Set out every line of the material below as a numbered list, leaving out any blank lines.

━━━━━━

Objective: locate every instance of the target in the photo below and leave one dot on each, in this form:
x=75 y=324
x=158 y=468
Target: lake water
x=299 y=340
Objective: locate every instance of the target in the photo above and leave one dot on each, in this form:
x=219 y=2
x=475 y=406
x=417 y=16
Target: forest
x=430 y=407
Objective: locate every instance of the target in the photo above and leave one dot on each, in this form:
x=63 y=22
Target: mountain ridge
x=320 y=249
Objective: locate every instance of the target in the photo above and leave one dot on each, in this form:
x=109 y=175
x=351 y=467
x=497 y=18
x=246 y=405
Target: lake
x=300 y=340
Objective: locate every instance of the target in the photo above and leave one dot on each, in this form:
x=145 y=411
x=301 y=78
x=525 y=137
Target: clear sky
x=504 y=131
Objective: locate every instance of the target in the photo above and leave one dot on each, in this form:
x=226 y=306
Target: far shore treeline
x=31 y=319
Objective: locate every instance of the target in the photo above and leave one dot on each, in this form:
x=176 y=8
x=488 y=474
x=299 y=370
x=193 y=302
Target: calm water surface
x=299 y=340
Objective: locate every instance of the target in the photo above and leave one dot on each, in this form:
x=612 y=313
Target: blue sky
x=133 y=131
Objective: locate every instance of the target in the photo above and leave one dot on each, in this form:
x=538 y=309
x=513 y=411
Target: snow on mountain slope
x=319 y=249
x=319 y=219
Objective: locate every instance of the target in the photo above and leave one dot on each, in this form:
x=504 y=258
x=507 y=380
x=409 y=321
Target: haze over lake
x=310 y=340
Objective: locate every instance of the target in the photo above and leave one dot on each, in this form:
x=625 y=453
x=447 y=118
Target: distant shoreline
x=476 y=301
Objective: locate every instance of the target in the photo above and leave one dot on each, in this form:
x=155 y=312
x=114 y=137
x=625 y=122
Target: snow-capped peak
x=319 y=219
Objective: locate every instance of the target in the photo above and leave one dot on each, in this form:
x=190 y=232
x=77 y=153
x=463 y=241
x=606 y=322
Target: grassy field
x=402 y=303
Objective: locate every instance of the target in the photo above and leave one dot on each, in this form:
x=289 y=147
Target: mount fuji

━━━━━━

Output below:
1. Objective: locate every instance of the target in the photo below and leave one dot on each, in this form:
2. x=75 y=324
3. x=158 y=468
4. Target: lake water
5. x=299 y=340
6. Objective: locate every instance of the target in the photo above and leave one dot on each, in this form:
7. x=219 y=2
8. x=475 y=406
9. x=417 y=16
10. Target: forest
11. x=430 y=407
12. Objective: locate every instance of the target in the photo above and leave one dot on each, in this form:
13. x=63 y=22
14. Target: mountain ridge
15. x=320 y=249
16. Objective: locate every instance of the target in the photo above and leave one dot on each, in this form:
17. x=109 y=175
18. x=351 y=467
19. x=497 y=18
20. x=246 y=405
21. Target: lake
22. x=300 y=340
23. Objective: locate every instance of the target in the photo above and leave one dot on each, in this form:
24. x=145 y=411
25. x=301 y=78
26. x=525 y=137
27. Target: clear sky
28. x=504 y=131
29. Objective: locate every instance of the target in the photo above and leave one dot on each, in this form:
30. x=226 y=306
31. Target: far shore treeline
32. x=31 y=319
33. Objective: locate every instance of the target in the photo above and leave one dot on each, in this form:
34. x=176 y=8
35. x=488 y=474
36. x=299 y=370
37. x=193 y=302
38. Target: calm water surface
39. x=299 y=340
40. Objective: locate every instance of the target in the photo above and leave one dot on each, in this form:
41. x=612 y=313
42. Target: blue sky
43. x=133 y=131
44. Objective: locate every instance of the target in the photo above and leave one dot on each, in this form:
45. x=538 y=309
46. x=513 y=411
47. Target: snow on mountain slope
48. x=319 y=249
49. x=319 y=219
50. Objective: locate every instance of the target in the photo above and leave one dot on each, in this form:
51. x=504 y=258
52. x=507 y=380
53. x=409 y=321
54. Target: haze over lake
55. x=310 y=340
56. Objective: locate every instance of the target in the photo above and leave one dot on each, in this form:
57. x=625 y=453
58. x=447 y=118
59. Target: distant shoreline
60. x=476 y=301
61. Objective: locate every instance of the target in the photo above and leave one dot on each, in this form:
62. x=155 y=312
63. x=114 y=137
64. x=625 y=122
65. Target: snow-capped peak
66. x=319 y=219
67. Objective: locate every instance of the target in the photo above and leave one dot on each, in this form:
68. x=190 y=232
69. x=77 y=153
70. x=463 y=241
71. x=606 y=322
72. Target: grassy field
73. x=402 y=303
74. Objective: locate every instance of the target in the photo above and leave one dot on each, in this form:
75. x=289 y=147
76. Target: mount fuji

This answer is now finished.